Task directions: Place every line of the stored data entries below into a Markdown table with two columns, Row and Line. Number the rows and omit any blank lines.

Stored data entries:
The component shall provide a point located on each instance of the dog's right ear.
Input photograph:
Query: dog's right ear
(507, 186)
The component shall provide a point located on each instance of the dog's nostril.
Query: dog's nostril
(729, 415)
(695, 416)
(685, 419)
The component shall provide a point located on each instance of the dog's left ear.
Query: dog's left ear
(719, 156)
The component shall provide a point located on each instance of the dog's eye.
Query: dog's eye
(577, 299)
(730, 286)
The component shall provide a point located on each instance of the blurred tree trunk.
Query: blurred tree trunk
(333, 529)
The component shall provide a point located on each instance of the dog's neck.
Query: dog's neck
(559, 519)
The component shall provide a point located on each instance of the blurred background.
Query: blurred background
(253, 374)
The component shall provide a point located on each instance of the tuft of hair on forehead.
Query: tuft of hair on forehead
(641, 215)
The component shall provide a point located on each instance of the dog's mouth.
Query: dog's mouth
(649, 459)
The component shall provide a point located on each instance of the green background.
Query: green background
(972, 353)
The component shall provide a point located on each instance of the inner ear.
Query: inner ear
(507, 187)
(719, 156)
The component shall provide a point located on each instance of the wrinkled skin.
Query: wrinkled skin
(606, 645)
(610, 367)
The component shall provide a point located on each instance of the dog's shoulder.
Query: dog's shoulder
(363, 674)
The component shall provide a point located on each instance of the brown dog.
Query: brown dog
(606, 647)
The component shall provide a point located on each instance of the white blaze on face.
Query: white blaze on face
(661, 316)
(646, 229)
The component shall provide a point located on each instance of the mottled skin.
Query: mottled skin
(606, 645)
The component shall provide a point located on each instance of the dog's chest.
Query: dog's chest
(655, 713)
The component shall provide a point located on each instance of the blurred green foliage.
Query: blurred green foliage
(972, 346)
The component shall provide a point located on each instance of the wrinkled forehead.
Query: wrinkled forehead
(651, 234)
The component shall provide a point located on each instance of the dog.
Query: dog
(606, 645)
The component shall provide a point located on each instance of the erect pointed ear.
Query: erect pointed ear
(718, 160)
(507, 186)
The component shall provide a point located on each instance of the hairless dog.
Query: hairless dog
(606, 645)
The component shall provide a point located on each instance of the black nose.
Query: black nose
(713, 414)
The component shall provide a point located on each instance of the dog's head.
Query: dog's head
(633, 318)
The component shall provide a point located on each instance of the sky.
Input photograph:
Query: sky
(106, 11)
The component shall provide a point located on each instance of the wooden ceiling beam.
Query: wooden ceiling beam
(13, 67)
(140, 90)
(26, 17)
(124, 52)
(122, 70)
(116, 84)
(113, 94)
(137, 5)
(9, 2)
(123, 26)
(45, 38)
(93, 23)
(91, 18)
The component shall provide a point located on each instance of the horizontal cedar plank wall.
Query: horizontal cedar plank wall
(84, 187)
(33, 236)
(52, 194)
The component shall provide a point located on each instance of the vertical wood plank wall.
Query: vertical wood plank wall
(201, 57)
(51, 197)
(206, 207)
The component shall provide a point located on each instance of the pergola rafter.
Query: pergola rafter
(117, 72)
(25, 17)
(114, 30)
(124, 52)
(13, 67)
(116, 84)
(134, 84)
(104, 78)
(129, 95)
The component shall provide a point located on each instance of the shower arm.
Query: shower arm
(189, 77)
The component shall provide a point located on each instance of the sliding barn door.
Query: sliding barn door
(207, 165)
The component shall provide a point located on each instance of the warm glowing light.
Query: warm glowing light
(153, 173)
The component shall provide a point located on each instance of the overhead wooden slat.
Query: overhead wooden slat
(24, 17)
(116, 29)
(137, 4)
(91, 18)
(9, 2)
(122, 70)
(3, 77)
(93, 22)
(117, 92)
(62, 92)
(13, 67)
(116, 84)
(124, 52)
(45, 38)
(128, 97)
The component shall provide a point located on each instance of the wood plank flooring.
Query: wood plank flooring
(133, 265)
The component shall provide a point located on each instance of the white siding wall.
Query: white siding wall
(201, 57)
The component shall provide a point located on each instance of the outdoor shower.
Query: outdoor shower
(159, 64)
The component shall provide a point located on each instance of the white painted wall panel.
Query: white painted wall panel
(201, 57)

Written solution:
| Row | Line |
|---|---|
| 1 | The component shall provide a point located on each instance of the dog's right ear. |
| 2 | Input photograph: |
| 3 | Query: dog's right ear |
| 4 | (507, 186) |
| 5 | The component shall provide a point located on each instance of the dog's nostril. |
| 6 | Query: dog's nostril |
| 7 | (729, 415) |
| 8 | (695, 416) |
| 9 | (685, 419) |
| 10 | The component shall provide a point located on each instance of the dog's left ear. |
| 11 | Query: dog's left ear |
| 12 | (719, 156) |
| 13 | The component shall provide a point located on each instance of the dog's eye. |
| 14 | Query: dog's eye |
| 15 | (577, 299) |
| 16 | (730, 286) |
| 17 | The component shall provide a point located on each instance of the blurred tree trunk. |
| 18 | Query: blurred tree trunk |
| 19 | (333, 529) |
| 20 | The component shall provide a point located on each instance of the dog's neck. |
| 21 | Query: dog's neck |
| 22 | (559, 519) |
| 23 | The component shall provide a point located on each instance of the blurred background. |
| 24 | Query: blurred background |
| 25 | (253, 374) |
| 26 | The component shall provide a point located on each instance of the tuft of hair on forehead. |
| 27 | Query: tuft of hair on forehead |
| 28 | (641, 215) |
| 29 | The component shall provide a point located on each instance of the dog's mouth. |
| 30 | Query: dog's mouth |
| 31 | (649, 459) |
| 32 | The component shall provide a point located on each instance of the green background. |
| 33 | Query: green background |
| 34 | (972, 353) |
| 35 | The component shall provide a point located on each instance of the inner ear. |
| 36 | Query: inner ear |
| 37 | (507, 187) |
| 38 | (719, 156) |
| 39 | The component shall provide a point located on each instance of the wrinkled skin. |
| 40 | Query: wrinkled skin |
| 41 | (606, 645) |
| 42 | (610, 367) |
| 43 | The component shall provide a point located on each instance of the dog's shoulder. |
| 44 | Query: dog's shoulder |
| 45 | (363, 674) |
| 46 | The component shall provide a point located on each instance of the brown dog. |
| 47 | Query: brown dog |
| 48 | (606, 647) |
| 49 | The component shall provide a point located on each instance of the white blaze on face. |
| 50 | Query: white blaze on face |
| 51 | (661, 316) |
| 52 | (646, 229) |
| 53 | The component shall provide a point located on each instance of the mottled skin. |
| 54 | Query: mottled skin |
| 55 | (606, 645) |
| 56 | The component shall provide a point located on each instance of the dog's chest. |
| 57 | Query: dog's chest |
| 58 | (655, 713) |
| 59 | The component shall provide a point located on each instance of the blurred green foliage. |
| 60 | Query: blurred green foliage |
| 61 | (972, 346) |
| 62 | The component shall provide a point located on each instance of the wrinkled forehead. |
| 63 | Query: wrinkled forehead |
| 64 | (651, 234) |
| 65 | The component shall provide a point located on each instance of the dog. |
| 66 | Query: dog |
| 67 | (606, 645) |
| 68 | The component shall provide a point located on each instance of the erect pointed ear. |
| 69 | Query: erect pointed ear |
| 70 | (718, 160) |
| 71 | (507, 186) |
| 72 | The component shall provide a point located on each instance of the hairless dog. |
| 73 | Query: hairless dog |
| 74 | (606, 645) |
| 75 | The component shall provide a point located on each instance of the black nose. |
| 76 | Query: black nose |
| 77 | (713, 414) |
| 78 | The component shall provide a point located on each instance of the dog's head. |
| 79 | Query: dog's head |
| 80 | (633, 318) |
| 81 | The component shall provide a point located on each instance of the sky. |
| 82 | Input photograph: |
| 83 | Query: sky |
| 84 | (106, 11) |
| 85 | The component shall provide a point located on each instance of the wooden ceiling beam. |
| 86 | Query: wooden ceiling beam |
| 87 | (13, 67) |
| 88 | (140, 90) |
| 89 | (26, 17) |
| 90 | (124, 52) |
| 91 | (122, 70) |
| 92 | (116, 84) |
| 93 | (113, 94) |
| 94 | (137, 5) |
| 95 | (9, 2) |
| 96 | (123, 26) |
| 97 | (45, 38) |
| 98 | (93, 23) |
| 99 | (91, 18) |
| 100 | The component shall provide a point located on each instance of the horizontal cedar plank wall. |
| 101 | Query: horizontal cedar plank wall |
| 102 | (84, 187) |
| 103 | (33, 236) |
| 104 | (52, 194) |
| 105 | The component shall provide a point located on each instance of the vertical wood plank wall. |
| 106 | Query: vertical wood plank wall |
| 107 | (201, 57) |
| 108 | (51, 197) |
| 109 | (206, 207) |
| 110 | The component shall provide a point located on each instance of the pergola rafter. |
| 111 | Query: pergola rafter |
| 112 | (117, 72) |
| 113 | (25, 17) |
| 114 | (114, 30) |
| 115 | (124, 52) |
| 116 | (13, 67) |
| 117 | (116, 84) |
| 118 | (134, 84) |
| 119 | (104, 78) |
| 120 | (129, 95) |
| 121 | The component shall provide a point located on each instance of the shower arm. |
| 122 | Query: shower arm |
| 123 | (189, 77) |
| 124 | The component shall provide a point located on each instance of the sliding barn door. |
| 125 | Query: sliding barn door |
| 126 | (207, 165) |
| 127 | The component shall provide a point located on each instance of the warm glowing light. |
| 128 | Query: warm glowing light |
| 129 | (153, 173) |
| 130 | The component shall provide a point located on each instance of the overhead wooden slat. |
| 131 | Query: overhead wooden slat |
| 132 | (24, 17) |
| 133 | (116, 29) |
| 134 | (137, 4) |
| 135 | (91, 18) |
| 136 | (9, 2) |
| 137 | (122, 70) |
| 138 | (3, 77) |
| 139 | (93, 22) |
| 140 | (117, 92) |
| 141 | (62, 92) |
| 142 | (13, 67) |
| 143 | (116, 84) |
| 144 | (124, 52) |
| 145 | (45, 38) |
| 146 | (128, 97) |
| 147 | The component shall provide a point located on each instance of the wood plank flooring. |
| 148 | Query: wood plank flooring |
| 149 | (133, 265) |
| 150 | The component shall provide a point located on each instance of the white siding wall. |
| 151 | Query: white siding wall |
| 152 | (201, 57) |
| 153 | The component shall provide a point located on each instance of the outdoor shower. |
| 154 | Query: outdoor shower |
| 155 | (159, 64) |
| 156 | The component shall provide a point located on each instance of the white painted wall panel. |
| 157 | Query: white painted wall panel |
| 158 | (201, 57) |